__What the exercise asks__. Set down exactly, and only, the lines from the one with "the cobblestone street" to the final line of the entries, both included.

[Data listing]
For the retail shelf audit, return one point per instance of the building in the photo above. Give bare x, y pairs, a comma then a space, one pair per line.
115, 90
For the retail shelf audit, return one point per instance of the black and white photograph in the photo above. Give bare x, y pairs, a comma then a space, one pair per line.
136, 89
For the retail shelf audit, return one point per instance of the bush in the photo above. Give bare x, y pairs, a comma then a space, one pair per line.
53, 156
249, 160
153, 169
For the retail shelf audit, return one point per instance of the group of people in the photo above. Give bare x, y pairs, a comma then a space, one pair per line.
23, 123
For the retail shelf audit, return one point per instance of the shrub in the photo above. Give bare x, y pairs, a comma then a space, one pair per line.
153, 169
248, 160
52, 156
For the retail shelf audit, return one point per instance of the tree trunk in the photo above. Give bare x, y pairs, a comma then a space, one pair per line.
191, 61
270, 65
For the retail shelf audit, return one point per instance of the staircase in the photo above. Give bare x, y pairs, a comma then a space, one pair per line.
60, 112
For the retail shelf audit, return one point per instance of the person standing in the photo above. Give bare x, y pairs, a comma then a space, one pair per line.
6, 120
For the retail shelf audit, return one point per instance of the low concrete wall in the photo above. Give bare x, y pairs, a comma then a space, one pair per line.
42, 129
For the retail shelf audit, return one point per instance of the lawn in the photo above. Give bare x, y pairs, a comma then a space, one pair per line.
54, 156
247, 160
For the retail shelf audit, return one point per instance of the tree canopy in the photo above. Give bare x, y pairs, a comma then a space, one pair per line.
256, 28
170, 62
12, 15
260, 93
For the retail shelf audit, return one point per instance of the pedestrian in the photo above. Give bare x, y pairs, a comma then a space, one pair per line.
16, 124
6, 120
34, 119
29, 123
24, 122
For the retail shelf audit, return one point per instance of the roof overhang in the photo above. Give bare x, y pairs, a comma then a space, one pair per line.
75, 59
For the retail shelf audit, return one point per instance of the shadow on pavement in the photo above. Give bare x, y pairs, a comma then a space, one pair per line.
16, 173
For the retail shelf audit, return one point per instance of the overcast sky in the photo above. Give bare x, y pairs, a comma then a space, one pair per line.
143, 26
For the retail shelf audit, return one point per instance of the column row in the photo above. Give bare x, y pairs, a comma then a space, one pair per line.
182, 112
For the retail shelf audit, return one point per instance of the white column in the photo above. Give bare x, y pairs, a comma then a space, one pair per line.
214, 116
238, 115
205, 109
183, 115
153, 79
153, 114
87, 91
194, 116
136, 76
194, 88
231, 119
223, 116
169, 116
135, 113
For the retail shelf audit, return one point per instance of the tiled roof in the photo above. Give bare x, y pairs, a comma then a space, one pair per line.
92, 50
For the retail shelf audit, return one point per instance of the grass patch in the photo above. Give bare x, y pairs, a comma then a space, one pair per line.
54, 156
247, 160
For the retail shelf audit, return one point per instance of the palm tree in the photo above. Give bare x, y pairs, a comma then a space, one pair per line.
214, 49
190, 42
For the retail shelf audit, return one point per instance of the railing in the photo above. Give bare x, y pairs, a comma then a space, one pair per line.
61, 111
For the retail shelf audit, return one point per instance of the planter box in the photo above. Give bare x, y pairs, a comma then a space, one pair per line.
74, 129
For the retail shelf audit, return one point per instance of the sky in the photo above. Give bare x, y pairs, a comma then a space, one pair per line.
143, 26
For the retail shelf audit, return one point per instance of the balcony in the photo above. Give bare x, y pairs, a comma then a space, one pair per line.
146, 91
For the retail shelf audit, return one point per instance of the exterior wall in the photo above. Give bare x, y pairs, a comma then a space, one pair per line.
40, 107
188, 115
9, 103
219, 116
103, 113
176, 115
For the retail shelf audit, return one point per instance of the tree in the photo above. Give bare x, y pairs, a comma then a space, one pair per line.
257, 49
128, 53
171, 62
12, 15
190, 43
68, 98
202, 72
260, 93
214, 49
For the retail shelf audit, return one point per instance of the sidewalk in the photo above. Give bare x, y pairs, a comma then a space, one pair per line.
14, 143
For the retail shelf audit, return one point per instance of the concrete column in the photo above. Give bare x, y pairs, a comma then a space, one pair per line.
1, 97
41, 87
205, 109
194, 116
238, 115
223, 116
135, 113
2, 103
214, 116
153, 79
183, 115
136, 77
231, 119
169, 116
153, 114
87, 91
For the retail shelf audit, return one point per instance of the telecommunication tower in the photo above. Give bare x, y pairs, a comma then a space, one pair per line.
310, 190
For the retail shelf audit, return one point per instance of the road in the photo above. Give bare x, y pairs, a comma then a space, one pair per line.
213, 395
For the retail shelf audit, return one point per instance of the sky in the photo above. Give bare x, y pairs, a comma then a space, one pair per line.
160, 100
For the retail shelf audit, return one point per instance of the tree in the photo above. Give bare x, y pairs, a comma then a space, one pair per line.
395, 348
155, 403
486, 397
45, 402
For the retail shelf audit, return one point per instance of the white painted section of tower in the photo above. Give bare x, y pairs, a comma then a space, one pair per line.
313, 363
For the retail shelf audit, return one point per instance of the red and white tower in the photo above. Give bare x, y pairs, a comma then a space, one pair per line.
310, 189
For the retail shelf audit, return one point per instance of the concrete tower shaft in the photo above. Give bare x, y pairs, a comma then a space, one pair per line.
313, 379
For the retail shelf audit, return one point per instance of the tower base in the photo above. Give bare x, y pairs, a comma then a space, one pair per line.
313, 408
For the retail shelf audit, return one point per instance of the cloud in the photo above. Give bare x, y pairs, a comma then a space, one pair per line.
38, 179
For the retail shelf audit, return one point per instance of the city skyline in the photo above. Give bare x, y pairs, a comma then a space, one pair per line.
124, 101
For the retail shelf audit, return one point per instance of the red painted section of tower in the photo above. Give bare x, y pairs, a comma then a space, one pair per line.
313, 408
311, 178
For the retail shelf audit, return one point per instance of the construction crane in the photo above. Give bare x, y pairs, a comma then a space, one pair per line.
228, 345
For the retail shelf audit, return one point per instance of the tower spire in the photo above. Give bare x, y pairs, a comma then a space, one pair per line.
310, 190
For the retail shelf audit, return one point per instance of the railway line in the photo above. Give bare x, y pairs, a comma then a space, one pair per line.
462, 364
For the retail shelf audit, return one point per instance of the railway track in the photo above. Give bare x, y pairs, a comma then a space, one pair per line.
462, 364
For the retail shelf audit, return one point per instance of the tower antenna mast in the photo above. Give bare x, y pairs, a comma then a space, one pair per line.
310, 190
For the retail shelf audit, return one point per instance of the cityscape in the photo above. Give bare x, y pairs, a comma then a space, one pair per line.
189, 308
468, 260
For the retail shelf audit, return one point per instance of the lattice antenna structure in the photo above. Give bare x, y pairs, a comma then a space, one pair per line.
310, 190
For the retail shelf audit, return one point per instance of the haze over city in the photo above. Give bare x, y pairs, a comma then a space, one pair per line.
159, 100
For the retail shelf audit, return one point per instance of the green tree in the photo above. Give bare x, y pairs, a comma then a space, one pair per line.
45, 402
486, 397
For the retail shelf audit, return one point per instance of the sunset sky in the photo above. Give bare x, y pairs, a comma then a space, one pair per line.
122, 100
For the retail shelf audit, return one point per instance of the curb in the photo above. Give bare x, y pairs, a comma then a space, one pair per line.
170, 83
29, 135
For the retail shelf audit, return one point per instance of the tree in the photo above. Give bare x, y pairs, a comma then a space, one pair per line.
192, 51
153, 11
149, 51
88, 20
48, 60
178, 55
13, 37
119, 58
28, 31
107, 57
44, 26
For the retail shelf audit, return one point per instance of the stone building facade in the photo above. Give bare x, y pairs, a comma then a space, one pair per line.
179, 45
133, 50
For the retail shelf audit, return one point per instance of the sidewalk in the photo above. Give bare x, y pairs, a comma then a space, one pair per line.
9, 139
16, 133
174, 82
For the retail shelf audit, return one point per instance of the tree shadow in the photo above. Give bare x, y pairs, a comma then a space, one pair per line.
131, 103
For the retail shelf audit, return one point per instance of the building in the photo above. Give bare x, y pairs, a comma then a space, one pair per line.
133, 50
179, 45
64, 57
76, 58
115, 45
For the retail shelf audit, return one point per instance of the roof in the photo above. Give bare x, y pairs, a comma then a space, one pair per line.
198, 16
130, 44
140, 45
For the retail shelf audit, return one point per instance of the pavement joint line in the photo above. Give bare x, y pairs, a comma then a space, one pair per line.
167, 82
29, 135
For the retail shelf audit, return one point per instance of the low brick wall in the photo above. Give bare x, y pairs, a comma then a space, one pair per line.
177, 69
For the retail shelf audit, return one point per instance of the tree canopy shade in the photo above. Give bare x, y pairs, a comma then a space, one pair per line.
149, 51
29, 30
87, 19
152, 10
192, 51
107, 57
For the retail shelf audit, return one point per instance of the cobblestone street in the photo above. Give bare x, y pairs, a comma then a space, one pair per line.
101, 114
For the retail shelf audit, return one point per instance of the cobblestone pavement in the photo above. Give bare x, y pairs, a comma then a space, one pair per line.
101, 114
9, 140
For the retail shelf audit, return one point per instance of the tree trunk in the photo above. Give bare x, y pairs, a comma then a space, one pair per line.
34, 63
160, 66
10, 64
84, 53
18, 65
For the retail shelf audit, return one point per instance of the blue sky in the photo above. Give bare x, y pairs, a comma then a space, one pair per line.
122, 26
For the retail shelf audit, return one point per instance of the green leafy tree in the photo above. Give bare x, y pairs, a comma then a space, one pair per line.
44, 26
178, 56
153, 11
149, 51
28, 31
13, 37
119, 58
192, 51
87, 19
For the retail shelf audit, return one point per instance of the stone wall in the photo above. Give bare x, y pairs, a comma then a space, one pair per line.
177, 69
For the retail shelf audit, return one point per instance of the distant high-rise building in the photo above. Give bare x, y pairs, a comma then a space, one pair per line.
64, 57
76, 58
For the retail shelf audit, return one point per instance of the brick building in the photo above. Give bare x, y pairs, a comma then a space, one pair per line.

__Reply__.
For the retail shelf audit, return one point per instance of the cobblestone street in the photo above. Give bare x, y pairs, a comma then a space, one pair per line.
101, 114
For the retail shelf audit, return one point per instance of the cobblestone pavement in the photo above. Give bare x, y pairs, a comma then a space, one pair per line.
101, 114
9, 140
For the retail shelf audit, return one point per instance of the tree trunk in the photo above. Give bare x, y pairs, a comma then a space, one pair per line.
34, 63
160, 66
10, 64
84, 53
18, 65
For the retail shelf audit, return one point per instance of the blue sky in the photo above. Give bare x, y pairs, a comma then a space, one pair per line.
122, 26
For the retail shelf audit, return one point per instance of the green leafy tree in the photo above. Give bare x, y pairs, a comma then a space, one pair per line.
44, 26
178, 56
153, 11
149, 51
28, 31
13, 37
119, 58
192, 51
87, 19
For the retail shelf audit, return one point per instance of the stone wall in the photo above. Give bare x, y pairs, a comma then a space, one pair per line.
177, 69
For the retail shelf audit, return one point per instance of the distant high-rise building in the photo above. Give bare x, y pairs, a comma then a space, one pair per line.
64, 57
76, 58
For the retail shelf audit, return one point per instance of the brick building in the photo above. Give bare x, y pairs, a comma then a space, one pair per line.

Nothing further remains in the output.